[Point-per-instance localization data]
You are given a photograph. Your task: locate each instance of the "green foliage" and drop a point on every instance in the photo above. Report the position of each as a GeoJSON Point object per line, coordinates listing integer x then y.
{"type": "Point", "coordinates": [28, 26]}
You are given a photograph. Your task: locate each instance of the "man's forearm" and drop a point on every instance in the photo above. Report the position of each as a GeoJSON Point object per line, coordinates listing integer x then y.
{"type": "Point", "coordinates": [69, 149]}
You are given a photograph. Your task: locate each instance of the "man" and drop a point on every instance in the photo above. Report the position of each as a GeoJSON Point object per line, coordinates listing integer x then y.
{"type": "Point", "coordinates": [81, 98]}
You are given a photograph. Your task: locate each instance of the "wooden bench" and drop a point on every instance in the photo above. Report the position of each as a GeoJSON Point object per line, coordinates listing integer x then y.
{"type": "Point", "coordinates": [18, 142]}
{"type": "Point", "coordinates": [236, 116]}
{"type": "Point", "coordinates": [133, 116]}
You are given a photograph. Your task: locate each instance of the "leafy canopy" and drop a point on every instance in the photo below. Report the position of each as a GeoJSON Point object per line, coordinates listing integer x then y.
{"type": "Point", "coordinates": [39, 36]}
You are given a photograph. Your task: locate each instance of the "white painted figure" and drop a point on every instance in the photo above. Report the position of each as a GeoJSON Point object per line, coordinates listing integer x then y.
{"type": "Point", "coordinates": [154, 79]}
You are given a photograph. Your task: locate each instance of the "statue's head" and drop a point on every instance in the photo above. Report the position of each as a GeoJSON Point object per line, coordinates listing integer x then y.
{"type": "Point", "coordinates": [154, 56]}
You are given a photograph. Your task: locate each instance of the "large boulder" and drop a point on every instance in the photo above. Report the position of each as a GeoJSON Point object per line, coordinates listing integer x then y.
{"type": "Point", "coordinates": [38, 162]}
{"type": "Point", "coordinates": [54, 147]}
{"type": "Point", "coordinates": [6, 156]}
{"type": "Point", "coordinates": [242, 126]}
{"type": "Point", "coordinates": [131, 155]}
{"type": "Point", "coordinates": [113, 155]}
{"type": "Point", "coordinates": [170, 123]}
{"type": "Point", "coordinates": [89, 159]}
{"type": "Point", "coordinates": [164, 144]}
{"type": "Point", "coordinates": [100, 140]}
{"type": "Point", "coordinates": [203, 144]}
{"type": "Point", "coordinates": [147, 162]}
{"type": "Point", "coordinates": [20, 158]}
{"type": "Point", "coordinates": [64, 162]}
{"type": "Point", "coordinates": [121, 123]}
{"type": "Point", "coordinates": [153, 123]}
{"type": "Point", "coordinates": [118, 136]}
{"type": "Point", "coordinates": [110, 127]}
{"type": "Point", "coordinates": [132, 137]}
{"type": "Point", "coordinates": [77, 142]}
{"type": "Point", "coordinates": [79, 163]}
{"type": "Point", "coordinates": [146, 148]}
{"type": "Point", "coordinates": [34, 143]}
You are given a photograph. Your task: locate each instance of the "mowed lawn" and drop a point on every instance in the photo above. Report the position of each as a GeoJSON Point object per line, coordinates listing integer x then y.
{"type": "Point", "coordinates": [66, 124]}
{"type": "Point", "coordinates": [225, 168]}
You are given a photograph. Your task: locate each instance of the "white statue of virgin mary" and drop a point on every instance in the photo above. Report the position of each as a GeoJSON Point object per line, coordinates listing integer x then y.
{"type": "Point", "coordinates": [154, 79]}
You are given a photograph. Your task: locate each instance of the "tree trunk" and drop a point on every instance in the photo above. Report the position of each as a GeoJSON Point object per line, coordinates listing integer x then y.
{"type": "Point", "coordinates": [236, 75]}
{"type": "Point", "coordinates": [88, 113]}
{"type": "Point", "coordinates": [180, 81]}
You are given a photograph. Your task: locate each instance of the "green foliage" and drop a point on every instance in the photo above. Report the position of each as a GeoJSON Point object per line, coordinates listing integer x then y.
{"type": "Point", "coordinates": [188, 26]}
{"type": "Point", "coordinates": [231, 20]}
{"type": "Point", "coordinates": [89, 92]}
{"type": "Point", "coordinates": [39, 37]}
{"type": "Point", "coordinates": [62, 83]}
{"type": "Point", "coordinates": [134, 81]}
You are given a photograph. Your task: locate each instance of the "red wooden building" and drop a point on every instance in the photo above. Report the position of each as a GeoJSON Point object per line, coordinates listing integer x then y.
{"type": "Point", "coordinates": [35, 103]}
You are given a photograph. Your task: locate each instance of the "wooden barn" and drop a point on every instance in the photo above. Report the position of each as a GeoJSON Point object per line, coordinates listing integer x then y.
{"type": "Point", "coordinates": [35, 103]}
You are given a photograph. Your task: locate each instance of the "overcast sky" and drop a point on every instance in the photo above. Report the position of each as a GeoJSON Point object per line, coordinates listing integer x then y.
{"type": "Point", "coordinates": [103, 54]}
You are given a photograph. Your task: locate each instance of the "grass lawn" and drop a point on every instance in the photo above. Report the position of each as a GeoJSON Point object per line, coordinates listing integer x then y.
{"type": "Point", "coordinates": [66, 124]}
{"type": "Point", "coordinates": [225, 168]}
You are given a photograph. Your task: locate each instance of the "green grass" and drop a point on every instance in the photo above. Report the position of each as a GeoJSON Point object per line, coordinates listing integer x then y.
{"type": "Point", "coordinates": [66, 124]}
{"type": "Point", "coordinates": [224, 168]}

> _What to produce_: Print each entry above exactly as given.

> _Result for this exercise_:
You are given a photograph. Your task: locate each instance of the "green foliage" and drop a point on every instance in the photo above. Report the position of each as a GeoJSON Point object per line, coordinates listing integer x then y.
{"type": "Point", "coordinates": [28, 26]}
You are given a photograph. Your task: locate each instance of the "man's forearm" and drop a point on every instance in the photo above. Report the position of each as a GeoJSON Point object per line, coordinates listing integer x then y.
{"type": "Point", "coordinates": [69, 149]}
You are given a photograph. Your task: locate each instance of the "man" and drop a point on every instance in the photo above. Report the position of each as a GeoJSON Point object per line, coordinates listing integer x then y.
{"type": "Point", "coordinates": [81, 98]}
You are given a photograph. Your task: locate each instance of the "wooden bench" and drop a point on every instance in the photo above. Report the position of each as a GeoJSON Point object per line, coordinates listing integer x then y.
{"type": "Point", "coordinates": [18, 142]}
{"type": "Point", "coordinates": [236, 116]}
{"type": "Point", "coordinates": [133, 116]}
You are given a photograph. Your task: locate each instance of the "leafy canopy" and drop a point on every instance in the photo below. Report the position of each as a GeoJSON Point object per line, coordinates listing integer x then y.
{"type": "Point", "coordinates": [39, 36]}
You are given a photograph. Your task: locate each instance of the "white painted figure" and drop a point on every instance in the photo above. Report the position of each as a GeoJSON Point object per line, coordinates listing integer x then y.
{"type": "Point", "coordinates": [154, 79]}
You are given a photograph. Your task: locate each instance of the "statue's head" and drop a point on every instance in the photo above. Report the position of each as a GeoJSON Point object per line, coordinates listing integer x then y.
{"type": "Point", "coordinates": [154, 56]}
You are given a photograph. Your task: locate each instance of the "large boulder" and drop a point on every instance in the photo above. Report the position of each as a GeoJSON Point object per line, coordinates listing integer x then y.
{"type": "Point", "coordinates": [38, 162]}
{"type": "Point", "coordinates": [54, 147]}
{"type": "Point", "coordinates": [6, 156]}
{"type": "Point", "coordinates": [242, 126]}
{"type": "Point", "coordinates": [131, 155]}
{"type": "Point", "coordinates": [113, 155]}
{"type": "Point", "coordinates": [170, 123]}
{"type": "Point", "coordinates": [89, 159]}
{"type": "Point", "coordinates": [164, 144]}
{"type": "Point", "coordinates": [100, 140]}
{"type": "Point", "coordinates": [203, 144]}
{"type": "Point", "coordinates": [147, 162]}
{"type": "Point", "coordinates": [20, 158]}
{"type": "Point", "coordinates": [64, 162]}
{"type": "Point", "coordinates": [121, 123]}
{"type": "Point", "coordinates": [153, 123]}
{"type": "Point", "coordinates": [118, 136]}
{"type": "Point", "coordinates": [110, 127]}
{"type": "Point", "coordinates": [132, 137]}
{"type": "Point", "coordinates": [77, 142]}
{"type": "Point", "coordinates": [79, 163]}
{"type": "Point", "coordinates": [146, 148]}
{"type": "Point", "coordinates": [34, 143]}
You are given a photograph. Your task: locate each instance of the "mowed lawn" and drop a point on every instance in the photo above. Report the position of each as a GeoJSON Point object per line, coordinates listing integer x then y.
{"type": "Point", "coordinates": [66, 124]}
{"type": "Point", "coordinates": [225, 168]}
You are given a photograph. Your task: locate each instance of the "white statue of virgin mary" and drop a point on every instance in the photo above. Report the position of each as a GeoJSON Point object per line, coordinates listing integer x then y.
{"type": "Point", "coordinates": [154, 79]}
You are given a photograph. Your task: locate each instance of the "tree trunk" and drop a point on every instance in the photo above. Report the position of each as a GeoJSON Point object per line, coordinates listing integer x then y.
{"type": "Point", "coordinates": [236, 75]}
{"type": "Point", "coordinates": [88, 113]}
{"type": "Point", "coordinates": [180, 81]}
You are given a photograph. Your task: locate each instance of the "green foliage" and drop a point on every instance in the photo above. Report the position of each as a GeoJSON Point object per line, coordinates listing integer x then y.
{"type": "Point", "coordinates": [188, 26]}
{"type": "Point", "coordinates": [231, 20]}
{"type": "Point", "coordinates": [89, 92]}
{"type": "Point", "coordinates": [39, 37]}
{"type": "Point", "coordinates": [62, 83]}
{"type": "Point", "coordinates": [134, 81]}
You are given a photograph. Your task: locate each instance of the "red wooden building" and drop a point on every instance in the photo above. Report the position of each as a GeoJSON Point object per line, coordinates listing integer x then y.
{"type": "Point", "coordinates": [35, 103]}
You are given a photograph. Your task: locate each instance of the "wooden barn" and drop a point on every instance in the photo above. Report the position of each as a GeoJSON Point object per line, coordinates listing integer x then y.
{"type": "Point", "coordinates": [35, 103]}
You are given a photograph. Your task: locate each instance of the "overcast sky" and drop a point on every instance in the photo above. Report the position of each as a GeoJSON Point object per line, coordinates listing integer x then y.
{"type": "Point", "coordinates": [103, 54]}
You are given a photograph. Your task: locate each instance of the "grass lawn" and drop a point on every instance in the photo above. Report the position of each as a GeoJSON Point object per line, coordinates listing integer x then y.
{"type": "Point", "coordinates": [66, 124]}
{"type": "Point", "coordinates": [225, 168]}
You are given a photograph. Your task: locate each instance of the "green grass" and drop a point on every instance in the photo above. Report the position of each as a GeoJSON Point object per line, coordinates listing integer x then y.
{"type": "Point", "coordinates": [66, 124]}
{"type": "Point", "coordinates": [224, 168]}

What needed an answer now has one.